======== DATA ========

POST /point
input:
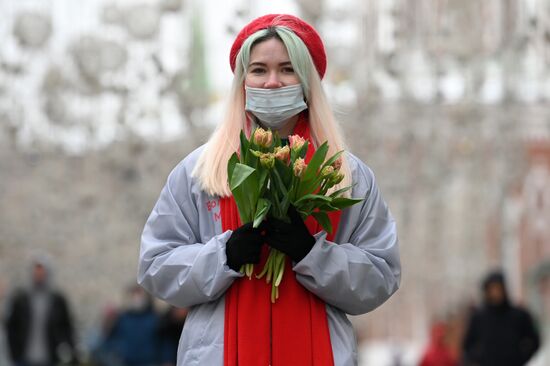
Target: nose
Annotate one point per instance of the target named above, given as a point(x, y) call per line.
point(273, 81)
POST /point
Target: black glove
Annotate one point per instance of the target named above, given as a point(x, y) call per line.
point(292, 239)
point(244, 246)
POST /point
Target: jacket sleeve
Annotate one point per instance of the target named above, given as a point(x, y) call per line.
point(363, 270)
point(174, 264)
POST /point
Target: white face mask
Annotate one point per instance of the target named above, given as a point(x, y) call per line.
point(273, 107)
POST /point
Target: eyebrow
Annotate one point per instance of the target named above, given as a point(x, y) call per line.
point(286, 63)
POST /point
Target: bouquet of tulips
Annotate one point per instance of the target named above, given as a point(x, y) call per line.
point(269, 176)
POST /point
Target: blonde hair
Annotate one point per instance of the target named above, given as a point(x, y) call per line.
point(211, 167)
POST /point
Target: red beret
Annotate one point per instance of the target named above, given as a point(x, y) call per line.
point(302, 29)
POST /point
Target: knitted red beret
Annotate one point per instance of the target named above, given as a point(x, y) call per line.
point(302, 29)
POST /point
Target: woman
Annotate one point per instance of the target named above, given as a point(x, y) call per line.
point(193, 244)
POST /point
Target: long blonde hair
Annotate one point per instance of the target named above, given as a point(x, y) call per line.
point(211, 167)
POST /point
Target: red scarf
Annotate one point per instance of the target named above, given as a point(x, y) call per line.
point(292, 331)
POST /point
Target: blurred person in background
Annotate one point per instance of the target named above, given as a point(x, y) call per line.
point(171, 325)
point(39, 325)
point(193, 243)
point(133, 338)
point(4, 353)
point(99, 352)
point(438, 352)
point(499, 333)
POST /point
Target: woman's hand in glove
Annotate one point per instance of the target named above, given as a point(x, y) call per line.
point(244, 246)
point(292, 238)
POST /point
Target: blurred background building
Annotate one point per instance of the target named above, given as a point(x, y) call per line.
point(447, 101)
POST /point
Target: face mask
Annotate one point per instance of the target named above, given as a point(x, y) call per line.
point(273, 107)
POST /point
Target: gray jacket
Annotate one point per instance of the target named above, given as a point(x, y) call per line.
point(182, 261)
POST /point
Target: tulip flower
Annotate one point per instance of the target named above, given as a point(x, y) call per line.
point(299, 167)
point(327, 171)
point(282, 154)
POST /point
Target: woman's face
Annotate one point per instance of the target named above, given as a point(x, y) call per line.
point(270, 66)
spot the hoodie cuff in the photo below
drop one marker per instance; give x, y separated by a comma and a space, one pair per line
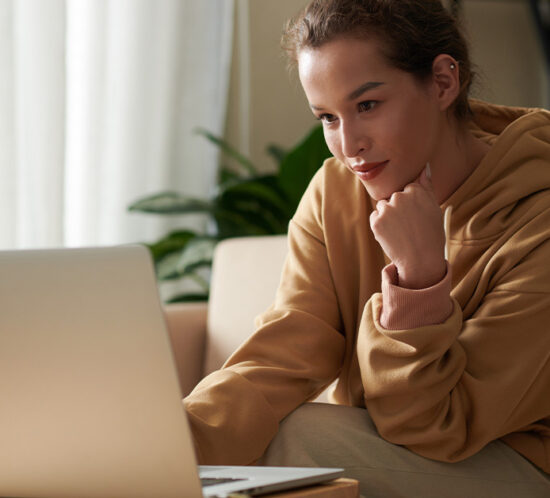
411, 308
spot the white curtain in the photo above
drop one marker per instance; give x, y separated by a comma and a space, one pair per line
98, 103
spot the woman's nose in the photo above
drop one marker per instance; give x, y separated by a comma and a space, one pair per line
353, 140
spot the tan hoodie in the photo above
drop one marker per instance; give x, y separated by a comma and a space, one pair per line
444, 390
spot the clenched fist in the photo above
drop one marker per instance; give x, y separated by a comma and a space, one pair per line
409, 227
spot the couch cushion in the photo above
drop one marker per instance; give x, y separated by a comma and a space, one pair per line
245, 276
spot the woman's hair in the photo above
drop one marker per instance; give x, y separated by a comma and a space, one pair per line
412, 33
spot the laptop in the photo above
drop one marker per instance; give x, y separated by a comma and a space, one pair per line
90, 401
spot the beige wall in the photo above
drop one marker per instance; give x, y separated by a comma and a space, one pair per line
267, 105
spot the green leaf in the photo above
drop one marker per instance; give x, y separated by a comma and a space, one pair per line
197, 253
171, 203
229, 151
173, 242
262, 189
188, 297
167, 267
301, 163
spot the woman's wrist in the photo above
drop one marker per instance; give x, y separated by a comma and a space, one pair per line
405, 308
421, 276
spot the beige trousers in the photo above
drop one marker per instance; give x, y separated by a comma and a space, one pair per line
323, 435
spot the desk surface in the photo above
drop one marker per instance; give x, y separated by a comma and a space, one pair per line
339, 488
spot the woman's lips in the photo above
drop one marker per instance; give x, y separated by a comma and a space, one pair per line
369, 171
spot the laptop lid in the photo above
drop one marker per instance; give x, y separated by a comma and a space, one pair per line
90, 397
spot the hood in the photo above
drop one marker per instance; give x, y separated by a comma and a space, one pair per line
508, 183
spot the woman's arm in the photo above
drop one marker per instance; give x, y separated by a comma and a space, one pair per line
445, 390
296, 351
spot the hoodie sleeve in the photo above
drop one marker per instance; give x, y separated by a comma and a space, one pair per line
446, 390
296, 351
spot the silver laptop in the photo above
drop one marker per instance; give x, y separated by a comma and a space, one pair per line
90, 404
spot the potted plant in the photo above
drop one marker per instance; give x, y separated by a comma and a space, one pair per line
245, 202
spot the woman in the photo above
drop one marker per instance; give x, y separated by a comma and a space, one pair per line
437, 338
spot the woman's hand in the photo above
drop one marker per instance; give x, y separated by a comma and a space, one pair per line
409, 227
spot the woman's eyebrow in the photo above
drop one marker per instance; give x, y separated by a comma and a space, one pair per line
365, 87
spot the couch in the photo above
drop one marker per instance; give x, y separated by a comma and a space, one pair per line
245, 276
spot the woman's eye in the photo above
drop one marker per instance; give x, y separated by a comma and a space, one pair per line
368, 105
327, 118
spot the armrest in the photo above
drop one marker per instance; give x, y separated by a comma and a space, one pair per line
186, 324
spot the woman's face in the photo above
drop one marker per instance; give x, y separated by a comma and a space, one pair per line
378, 120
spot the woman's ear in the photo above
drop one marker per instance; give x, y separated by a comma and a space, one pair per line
446, 78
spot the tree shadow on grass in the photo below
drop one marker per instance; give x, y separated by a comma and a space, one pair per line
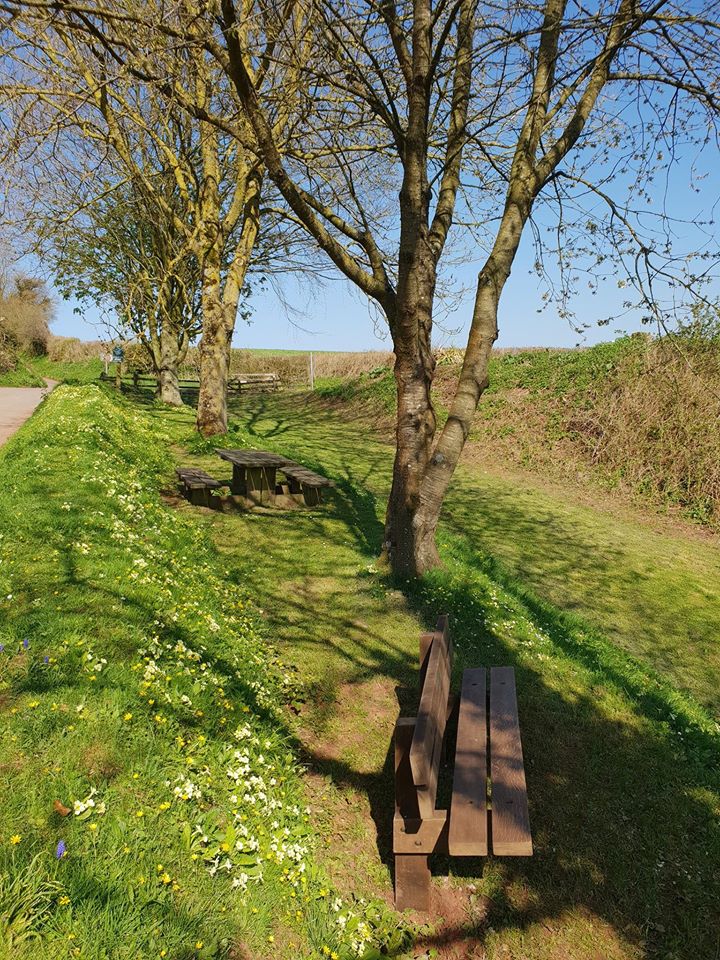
624, 812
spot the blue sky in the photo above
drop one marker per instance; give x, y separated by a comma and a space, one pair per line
335, 316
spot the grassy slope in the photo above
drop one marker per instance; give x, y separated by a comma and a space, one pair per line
622, 766
132, 674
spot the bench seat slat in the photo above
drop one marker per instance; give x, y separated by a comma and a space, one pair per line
468, 834
193, 477
510, 817
431, 719
303, 475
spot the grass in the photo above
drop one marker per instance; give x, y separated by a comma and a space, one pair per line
152, 799
617, 696
619, 734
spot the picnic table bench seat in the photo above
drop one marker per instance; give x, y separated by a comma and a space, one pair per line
197, 486
254, 477
488, 810
307, 483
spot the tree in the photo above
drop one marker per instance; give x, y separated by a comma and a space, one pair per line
488, 114
26, 311
128, 259
64, 86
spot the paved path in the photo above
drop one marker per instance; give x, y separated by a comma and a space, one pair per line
16, 405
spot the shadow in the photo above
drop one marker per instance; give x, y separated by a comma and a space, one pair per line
623, 782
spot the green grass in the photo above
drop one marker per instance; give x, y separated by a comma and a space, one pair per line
620, 740
144, 719
617, 694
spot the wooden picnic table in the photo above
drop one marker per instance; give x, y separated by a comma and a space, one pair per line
253, 473
254, 477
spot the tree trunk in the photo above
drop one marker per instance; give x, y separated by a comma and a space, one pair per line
407, 545
219, 313
422, 474
168, 388
214, 356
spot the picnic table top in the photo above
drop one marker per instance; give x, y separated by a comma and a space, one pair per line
253, 458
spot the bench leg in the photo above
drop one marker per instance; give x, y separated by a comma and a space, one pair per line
412, 882
261, 485
295, 489
239, 484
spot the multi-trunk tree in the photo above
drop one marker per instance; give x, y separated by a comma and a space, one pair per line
422, 115
483, 110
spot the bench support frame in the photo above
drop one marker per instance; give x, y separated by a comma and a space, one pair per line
419, 828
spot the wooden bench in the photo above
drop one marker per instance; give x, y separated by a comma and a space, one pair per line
197, 486
488, 765
305, 483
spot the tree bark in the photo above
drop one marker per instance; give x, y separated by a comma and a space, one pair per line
168, 386
219, 308
214, 354
422, 473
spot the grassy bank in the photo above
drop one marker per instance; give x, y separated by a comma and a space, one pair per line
621, 757
636, 415
153, 804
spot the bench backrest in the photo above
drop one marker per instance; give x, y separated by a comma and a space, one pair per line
436, 657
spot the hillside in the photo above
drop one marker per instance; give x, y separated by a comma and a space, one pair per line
637, 416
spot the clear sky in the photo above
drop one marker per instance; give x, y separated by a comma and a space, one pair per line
334, 316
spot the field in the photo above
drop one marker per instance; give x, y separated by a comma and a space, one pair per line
608, 614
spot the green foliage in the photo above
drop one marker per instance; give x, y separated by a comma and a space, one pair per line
377, 388
560, 372
610, 624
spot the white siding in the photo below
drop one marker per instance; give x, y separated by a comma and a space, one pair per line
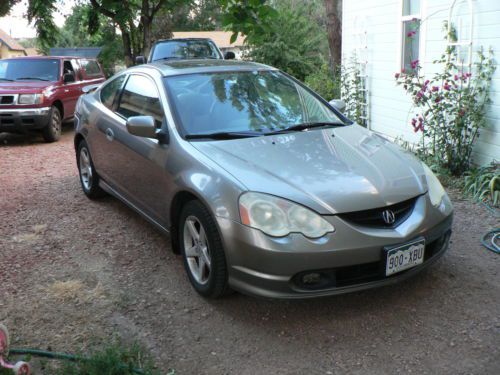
390, 108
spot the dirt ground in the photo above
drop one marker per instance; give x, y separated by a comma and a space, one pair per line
73, 270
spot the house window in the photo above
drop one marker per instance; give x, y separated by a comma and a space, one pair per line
410, 35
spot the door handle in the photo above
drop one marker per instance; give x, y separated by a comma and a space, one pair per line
109, 134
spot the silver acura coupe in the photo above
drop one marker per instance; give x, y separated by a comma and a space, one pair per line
263, 186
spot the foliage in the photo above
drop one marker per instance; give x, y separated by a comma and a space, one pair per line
483, 184
292, 43
452, 105
324, 82
353, 91
114, 359
75, 33
252, 18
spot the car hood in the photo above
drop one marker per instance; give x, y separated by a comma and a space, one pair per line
23, 87
331, 170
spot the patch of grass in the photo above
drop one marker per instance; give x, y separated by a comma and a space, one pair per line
115, 359
483, 184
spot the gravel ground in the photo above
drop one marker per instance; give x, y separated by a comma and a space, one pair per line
73, 271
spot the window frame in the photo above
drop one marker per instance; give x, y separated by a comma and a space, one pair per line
84, 62
402, 37
118, 97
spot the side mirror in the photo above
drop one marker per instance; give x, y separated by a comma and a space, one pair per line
139, 60
229, 55
338, 104
69, 77
142, 126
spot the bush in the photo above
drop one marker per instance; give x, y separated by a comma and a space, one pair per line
324, 82
452, 105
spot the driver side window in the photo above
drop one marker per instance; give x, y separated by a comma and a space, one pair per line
140, 98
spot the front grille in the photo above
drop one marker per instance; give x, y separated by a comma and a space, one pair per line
6, 99
374, 218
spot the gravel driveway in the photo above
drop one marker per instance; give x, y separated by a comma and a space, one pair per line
73, 270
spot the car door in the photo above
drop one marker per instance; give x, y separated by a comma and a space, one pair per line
137, 164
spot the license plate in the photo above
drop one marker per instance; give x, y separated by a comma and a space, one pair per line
406, 256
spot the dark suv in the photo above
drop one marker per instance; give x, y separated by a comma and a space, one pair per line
39, 93
184, 49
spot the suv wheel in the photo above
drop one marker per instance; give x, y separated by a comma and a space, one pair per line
202, 251
89, 178
52, 132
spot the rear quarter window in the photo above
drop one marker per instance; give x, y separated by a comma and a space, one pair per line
109, 91
91, 68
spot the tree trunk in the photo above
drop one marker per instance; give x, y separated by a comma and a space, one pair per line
334, 30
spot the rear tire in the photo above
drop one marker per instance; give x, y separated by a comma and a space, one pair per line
202, 251
89, 179
52, 132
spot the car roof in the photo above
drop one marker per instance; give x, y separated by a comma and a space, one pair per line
181, 39
49, 57
177, 67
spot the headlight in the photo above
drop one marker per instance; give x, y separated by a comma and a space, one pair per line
436, 190
30, 99
279, 217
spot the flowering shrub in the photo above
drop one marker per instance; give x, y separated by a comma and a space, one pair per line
352, 91
451, 107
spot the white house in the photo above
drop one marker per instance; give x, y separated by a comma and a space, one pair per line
374, 30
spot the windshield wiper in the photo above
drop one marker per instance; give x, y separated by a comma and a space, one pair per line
223, 135
305, 126
33, 78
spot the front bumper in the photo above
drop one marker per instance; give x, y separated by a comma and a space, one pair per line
352, 257
20, 120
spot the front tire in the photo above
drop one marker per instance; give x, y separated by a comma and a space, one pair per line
89, 179
52, 132
202, 251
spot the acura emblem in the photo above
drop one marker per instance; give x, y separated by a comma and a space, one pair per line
389, 217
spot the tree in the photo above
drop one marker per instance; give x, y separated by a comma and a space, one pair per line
75, 33
135, 18
291, 42
334, 30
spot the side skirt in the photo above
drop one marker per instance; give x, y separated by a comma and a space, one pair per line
117, 195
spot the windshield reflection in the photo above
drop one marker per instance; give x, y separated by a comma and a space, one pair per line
255, 101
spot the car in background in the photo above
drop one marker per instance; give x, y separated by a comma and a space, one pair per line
184, 49
38, 93
264, 187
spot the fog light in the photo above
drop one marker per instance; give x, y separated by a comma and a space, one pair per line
311, 278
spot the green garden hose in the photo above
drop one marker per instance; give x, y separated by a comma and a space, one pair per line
59, 356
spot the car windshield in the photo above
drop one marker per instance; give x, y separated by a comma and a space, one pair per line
29, 69
185, 49
244, 102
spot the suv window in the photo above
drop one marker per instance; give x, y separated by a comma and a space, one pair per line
140, 98
109, 91
91, 67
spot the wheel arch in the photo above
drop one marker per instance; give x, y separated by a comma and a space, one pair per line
59, 105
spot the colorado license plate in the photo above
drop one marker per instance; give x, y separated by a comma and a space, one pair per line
406, 256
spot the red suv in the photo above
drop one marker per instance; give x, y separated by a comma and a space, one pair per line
39, 93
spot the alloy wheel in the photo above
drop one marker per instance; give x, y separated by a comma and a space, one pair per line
196, 250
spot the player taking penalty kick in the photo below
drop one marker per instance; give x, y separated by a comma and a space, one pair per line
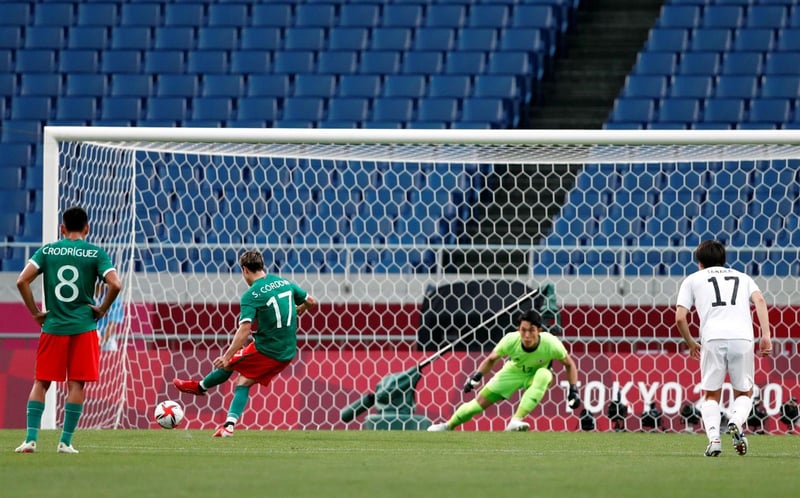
530, 353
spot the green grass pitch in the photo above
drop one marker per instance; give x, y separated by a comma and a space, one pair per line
140, 463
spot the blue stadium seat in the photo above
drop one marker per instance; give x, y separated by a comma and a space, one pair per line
208, 62
264, 109
390, 38
467, 63
644, 86
218, 38
222, 85
655, 63
212, 109
742, 63
722, 16
31, 108
633, 110
175, 38
729, 111
121, 108
86, 85
699, 63
667, 40
774, 111
683, 111
739, 86
406, 15
754, 40
35, 61
379, 62
228, 15
47, 85
44, 37
711, 40
76, 108
176, 85
272, 14
268, 85
304, 38
294, 62
121, 61
131, 38
348, 109
404, 85
488, 16
251, 62
261, 38
690, 86
304, 108
315, 85
360, 85
140, 14
478, 39
449, 85
98, 14
131, 85
338, 62
87, 38
164, 62
359, 15
443, 110
348, 38
166, 109
679, 16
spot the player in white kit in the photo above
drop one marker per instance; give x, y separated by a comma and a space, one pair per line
722, 298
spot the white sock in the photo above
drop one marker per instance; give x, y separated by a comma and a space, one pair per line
741, 410
711, 419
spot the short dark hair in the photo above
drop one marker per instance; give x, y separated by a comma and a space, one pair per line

========

• [TASK TO COMPLETE] A single number is expected: how many lines in the entries above hold the word "house".

• [FINISHED TASK] 2